==== TASK INPUT ====

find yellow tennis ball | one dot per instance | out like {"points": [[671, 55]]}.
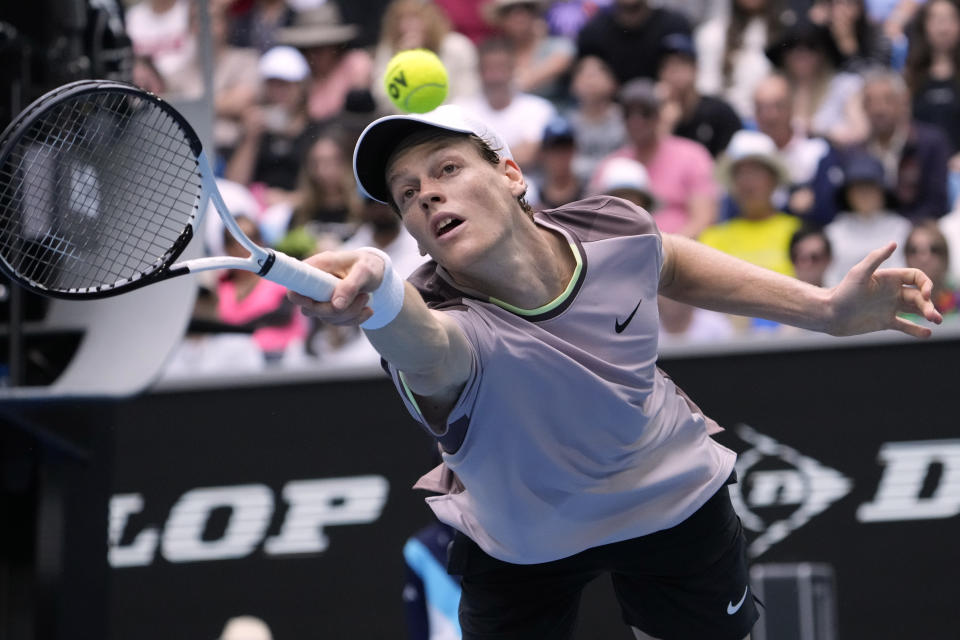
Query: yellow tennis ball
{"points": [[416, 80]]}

====
==== TASK INPUT ====

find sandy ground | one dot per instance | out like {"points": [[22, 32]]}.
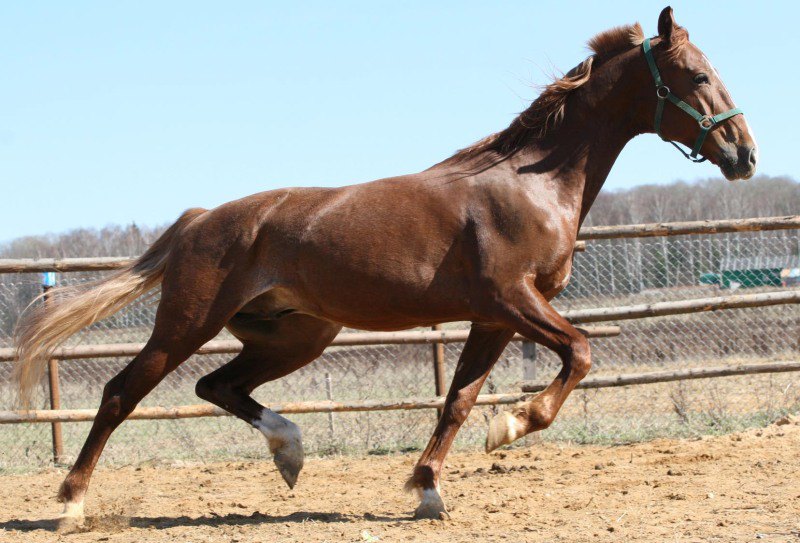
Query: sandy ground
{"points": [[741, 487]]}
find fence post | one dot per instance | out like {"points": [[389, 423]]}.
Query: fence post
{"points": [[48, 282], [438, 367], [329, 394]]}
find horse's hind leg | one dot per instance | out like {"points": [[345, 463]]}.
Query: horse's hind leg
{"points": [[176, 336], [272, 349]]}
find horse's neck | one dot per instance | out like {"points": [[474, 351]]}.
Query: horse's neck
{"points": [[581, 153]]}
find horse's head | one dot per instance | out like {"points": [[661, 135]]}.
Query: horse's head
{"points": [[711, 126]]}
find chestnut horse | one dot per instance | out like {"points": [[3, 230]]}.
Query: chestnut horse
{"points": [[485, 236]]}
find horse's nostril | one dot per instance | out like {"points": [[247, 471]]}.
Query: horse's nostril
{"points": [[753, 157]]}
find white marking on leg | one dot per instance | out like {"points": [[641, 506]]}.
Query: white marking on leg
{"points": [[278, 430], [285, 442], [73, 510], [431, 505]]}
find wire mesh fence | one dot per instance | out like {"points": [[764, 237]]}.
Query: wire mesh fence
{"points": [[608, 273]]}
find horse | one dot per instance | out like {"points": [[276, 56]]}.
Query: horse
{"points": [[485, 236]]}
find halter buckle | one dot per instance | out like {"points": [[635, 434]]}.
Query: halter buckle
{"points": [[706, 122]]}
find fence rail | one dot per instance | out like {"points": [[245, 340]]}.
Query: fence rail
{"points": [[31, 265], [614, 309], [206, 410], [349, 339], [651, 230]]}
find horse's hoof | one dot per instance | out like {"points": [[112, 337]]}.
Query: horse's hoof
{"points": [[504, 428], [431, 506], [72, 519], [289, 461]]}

====
==== TASK INPUT ====

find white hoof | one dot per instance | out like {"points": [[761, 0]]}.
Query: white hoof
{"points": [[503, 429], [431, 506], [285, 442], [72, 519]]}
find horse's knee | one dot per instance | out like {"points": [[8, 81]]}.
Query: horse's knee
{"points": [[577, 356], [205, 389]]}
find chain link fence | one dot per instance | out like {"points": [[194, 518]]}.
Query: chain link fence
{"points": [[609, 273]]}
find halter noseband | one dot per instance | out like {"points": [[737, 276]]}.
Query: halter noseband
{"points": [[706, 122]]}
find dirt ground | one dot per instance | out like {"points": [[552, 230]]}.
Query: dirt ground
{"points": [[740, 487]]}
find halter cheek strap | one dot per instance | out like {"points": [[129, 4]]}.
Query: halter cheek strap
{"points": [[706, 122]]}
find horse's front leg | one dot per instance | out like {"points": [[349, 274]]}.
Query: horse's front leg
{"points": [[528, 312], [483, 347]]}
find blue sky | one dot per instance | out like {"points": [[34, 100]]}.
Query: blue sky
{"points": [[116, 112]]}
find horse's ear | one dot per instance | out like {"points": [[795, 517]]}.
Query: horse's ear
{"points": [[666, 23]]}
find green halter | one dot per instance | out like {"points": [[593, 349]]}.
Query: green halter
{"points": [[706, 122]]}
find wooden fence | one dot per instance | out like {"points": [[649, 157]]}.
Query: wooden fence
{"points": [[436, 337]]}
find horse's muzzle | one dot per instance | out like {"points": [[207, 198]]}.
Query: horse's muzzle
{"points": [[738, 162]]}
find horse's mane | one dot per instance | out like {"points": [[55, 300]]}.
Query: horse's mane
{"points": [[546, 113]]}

====

--- INSTRUCTIONS FOR THE TASK ---
All lines in the listing above from the line containing "Query: fence post" to the line containing "find horse's neck", inclusive, should be retyped exactly; no other lines should appear.

--- ANSWER FOR THIS EXERCISE ---
Query: fence post
{"points": [[48, 282], [438, 367], [329, 394]]}
find horse's hind leg | one dot per instance | out like {"points": [[345, 463]]}.
Query: horse's hind leg
{"points": [[176, 336], [272, 349]]}
find horse's neck | one dot per instance | out like {"points": [[474, 351]]}.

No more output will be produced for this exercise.